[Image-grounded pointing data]

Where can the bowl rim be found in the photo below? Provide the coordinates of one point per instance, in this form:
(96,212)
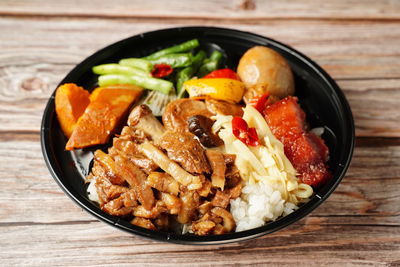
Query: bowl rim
(49,113)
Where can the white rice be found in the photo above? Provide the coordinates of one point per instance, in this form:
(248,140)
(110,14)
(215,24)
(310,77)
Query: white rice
(258,203)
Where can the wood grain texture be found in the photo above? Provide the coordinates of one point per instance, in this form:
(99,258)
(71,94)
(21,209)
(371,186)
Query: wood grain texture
(216,9)
(357,42)
(348,51)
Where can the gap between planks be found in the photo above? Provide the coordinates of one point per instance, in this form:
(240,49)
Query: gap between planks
(194,20)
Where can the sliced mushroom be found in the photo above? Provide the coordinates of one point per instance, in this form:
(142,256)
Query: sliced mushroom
(170,167)
(136,178)
(142,118)
(177,112)
(228,221)
(144,223)
(200,126)
(163,182)
(184,148)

Task statement: In transcribing the lines above, omit the images and keep all else exact.

Answer to the problem:
Where can the bowl rim be found in the photo below? Provide the coordinates of one point per instance, in this form:
(96,212)
Query: bowl rim
(49,113)
Where can the white rice be found in the photo above? Provide the coordinates of one point per instance, in this form:
(248,140)
(110,14)
(215,24)
(310,77)
Query: white rice
(258,203)
Where can the wood grain texture be found in the photo above? Provide the coordinates of one point per instance, in this form:
(99,258)
(71,94)
(21,209)
(371,186)
Query: wood grain texture
(216,9)
(357,42)
(348,51)
Where can the gap between planks be found in the photo above? Provide the coordinates of one point per instance, in this form:
(240,49)
Query: gap between planks
(194,20)
Where can the sliced mushroom be found in the photo above? Provide the coordinates of one point per instance, in this form:
(142,256)
Query: sliced mushroom
(170,167)
(136,178)
(142,118)
(177,112)
(228,221)
(144,223)
(200,126)
(163,182)
(184,148)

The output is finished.